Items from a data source
○ ○ ○ ○

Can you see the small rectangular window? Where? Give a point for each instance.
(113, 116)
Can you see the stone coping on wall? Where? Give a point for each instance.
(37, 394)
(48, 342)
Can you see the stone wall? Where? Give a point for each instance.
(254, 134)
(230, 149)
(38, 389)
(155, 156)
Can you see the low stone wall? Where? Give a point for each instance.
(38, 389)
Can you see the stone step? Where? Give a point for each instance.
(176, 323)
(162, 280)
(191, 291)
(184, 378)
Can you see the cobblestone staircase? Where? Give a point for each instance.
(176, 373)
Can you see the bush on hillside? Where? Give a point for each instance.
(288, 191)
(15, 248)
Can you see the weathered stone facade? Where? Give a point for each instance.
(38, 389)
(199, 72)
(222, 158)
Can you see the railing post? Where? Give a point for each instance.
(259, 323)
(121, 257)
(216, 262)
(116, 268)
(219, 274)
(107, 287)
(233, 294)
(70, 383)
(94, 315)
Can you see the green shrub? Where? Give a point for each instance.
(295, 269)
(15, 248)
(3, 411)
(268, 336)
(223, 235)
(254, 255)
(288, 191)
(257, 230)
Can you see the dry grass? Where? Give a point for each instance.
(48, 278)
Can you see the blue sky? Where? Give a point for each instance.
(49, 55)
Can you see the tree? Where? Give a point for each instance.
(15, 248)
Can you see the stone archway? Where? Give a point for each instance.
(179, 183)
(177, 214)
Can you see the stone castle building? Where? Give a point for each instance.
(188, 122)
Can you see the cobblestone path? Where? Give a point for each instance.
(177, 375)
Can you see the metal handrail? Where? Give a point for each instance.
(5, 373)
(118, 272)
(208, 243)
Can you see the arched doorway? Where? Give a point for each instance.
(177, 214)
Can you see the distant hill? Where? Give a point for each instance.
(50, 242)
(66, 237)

○ ○ ○ ○

* WHAT THE EXERCISE ASKS: Would you copy out exactly the lines from the one holding "Can you see the arched" through the end of the entries above, both ends included?

* ANSWER BOX:
Can you see the arched doorway? Where? Give a point for each instance.
(177, 214)
Can you see the distant hill? Where? Give a point for each instance.
(50, 242)
(66, 237)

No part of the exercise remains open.